(WHAT YOU NEED TO DO):
Nothing in the records below should be altered in the copy, although the pictures must be left out.

Collected data

_ _ _ _

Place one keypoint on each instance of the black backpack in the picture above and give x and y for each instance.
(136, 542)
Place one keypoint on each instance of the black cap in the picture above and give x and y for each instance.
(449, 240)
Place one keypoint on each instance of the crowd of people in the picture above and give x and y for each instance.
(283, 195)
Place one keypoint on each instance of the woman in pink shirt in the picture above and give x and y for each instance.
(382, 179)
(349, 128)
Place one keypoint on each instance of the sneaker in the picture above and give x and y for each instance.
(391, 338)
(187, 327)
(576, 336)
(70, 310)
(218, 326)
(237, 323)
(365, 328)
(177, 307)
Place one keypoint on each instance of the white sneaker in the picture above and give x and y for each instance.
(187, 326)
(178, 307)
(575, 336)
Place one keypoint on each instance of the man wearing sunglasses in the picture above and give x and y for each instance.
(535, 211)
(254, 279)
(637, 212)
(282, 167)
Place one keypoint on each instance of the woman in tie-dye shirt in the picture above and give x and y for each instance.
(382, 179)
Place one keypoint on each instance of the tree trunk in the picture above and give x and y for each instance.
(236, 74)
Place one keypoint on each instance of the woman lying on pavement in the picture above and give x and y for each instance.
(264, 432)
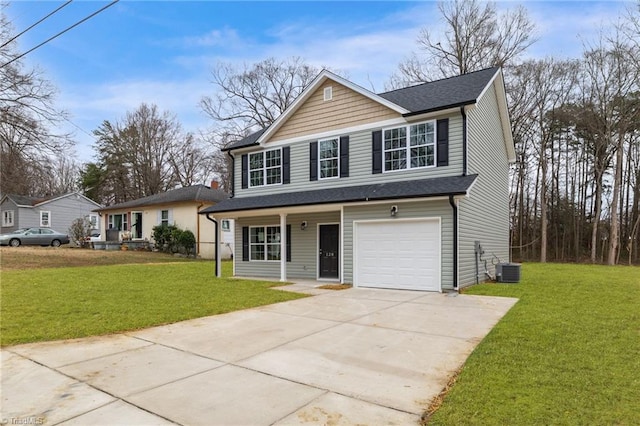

_ _ _ _

(ANSWER TO THIS EXERCISE):
Place one keypoint on each instance of the black backpack in the picture above and give x and y for each instance.
(136, 542)
Place one keypoint on each instance of the black cap in the picture above and give x and y for each instance.
(449, 240)
Place one keypoint on each instance of the crowd of people in the picture above and give x and y for each instance.
(283, 195)
Place one keypoint on each instance of the woman in pink shirt in the picture above and give x and y for each instance.
(382, 179)
(349, 128)
Place one keypoint on each instance of the sneaker in the picture above and give x and y for each instance.
(391, 338)
(187, 327)
(576, 336)
(70, 310)
(218, 326)
(237, 323)
(365, 328)
(177, 307)
Place one keypoint on each instance of the white sneaker in the picture above and give x and y for each instance.
(187, 326)
(178, 307)
(575, 336)
Place one keypoint on each instance of the man wearing sunglasses in the picture above and give x and y for each instance.
(535, 211)
(254, 279)
(637, 212)
(282, 167)
Place one keypoint on each instance of the woman in tie-dye shirt in the picture above and give x and y for each instance.
(382, 179)
Place one keypoint on each instance of the tree trunk in the picture above and give x and y for each instance.
(236, 74)
Place one keypoint on each instance of the woman lying on pavement in the picture above and give x and y for each instance.
(264, 432)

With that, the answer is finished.